▶ _Instructions for the task_: Transcribe the data. Leave out nothing.

▶ _Stored data entries_:

────

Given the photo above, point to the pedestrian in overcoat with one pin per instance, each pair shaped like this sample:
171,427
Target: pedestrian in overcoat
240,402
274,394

────

▶ _Solution to this task_:
Given the photo above, point to the pedestrian in overcoat with one pin per instance, each pair shaped like this sample:
171,427
Target: pedestrian in overcoat
240,402
274,394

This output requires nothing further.